## What to work on
Output only the lines from the start of the entries through the line holding "Point out the woman's gesturing". Each line must match the original exactly.

*** Opening Dataset ***

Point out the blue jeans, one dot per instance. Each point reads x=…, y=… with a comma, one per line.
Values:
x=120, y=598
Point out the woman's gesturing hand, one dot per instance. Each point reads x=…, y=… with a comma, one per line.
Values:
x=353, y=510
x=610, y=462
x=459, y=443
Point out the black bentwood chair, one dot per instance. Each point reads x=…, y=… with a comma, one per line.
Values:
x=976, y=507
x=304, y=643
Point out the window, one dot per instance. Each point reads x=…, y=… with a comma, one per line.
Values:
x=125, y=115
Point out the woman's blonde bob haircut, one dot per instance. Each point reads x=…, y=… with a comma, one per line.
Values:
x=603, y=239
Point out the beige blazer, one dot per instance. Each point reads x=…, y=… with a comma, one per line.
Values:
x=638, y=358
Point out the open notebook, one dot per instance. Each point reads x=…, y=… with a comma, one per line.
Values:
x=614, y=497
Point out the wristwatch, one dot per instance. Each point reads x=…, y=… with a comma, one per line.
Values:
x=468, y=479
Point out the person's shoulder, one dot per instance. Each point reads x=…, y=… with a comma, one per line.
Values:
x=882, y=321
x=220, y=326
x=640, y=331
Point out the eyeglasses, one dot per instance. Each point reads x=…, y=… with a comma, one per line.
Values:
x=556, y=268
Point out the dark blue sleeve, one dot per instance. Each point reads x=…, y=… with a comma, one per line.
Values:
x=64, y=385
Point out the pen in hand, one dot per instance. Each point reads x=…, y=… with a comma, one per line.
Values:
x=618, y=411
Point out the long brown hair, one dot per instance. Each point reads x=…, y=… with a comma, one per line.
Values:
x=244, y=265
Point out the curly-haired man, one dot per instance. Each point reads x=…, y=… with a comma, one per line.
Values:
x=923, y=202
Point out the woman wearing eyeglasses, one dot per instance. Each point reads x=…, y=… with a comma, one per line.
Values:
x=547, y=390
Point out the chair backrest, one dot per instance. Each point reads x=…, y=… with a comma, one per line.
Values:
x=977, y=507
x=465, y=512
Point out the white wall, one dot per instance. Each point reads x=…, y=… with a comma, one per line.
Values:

*** Closing Dataset ***

## Expected output
Point out the blue jeans, one dot per instance. Each point reads x=…, y=… with a comma, one per line.
Values:
x=120, y=598
Point out the woman's gesturing hand, one dot per instance. Each point reads x=…, y=… with a comma, one per line.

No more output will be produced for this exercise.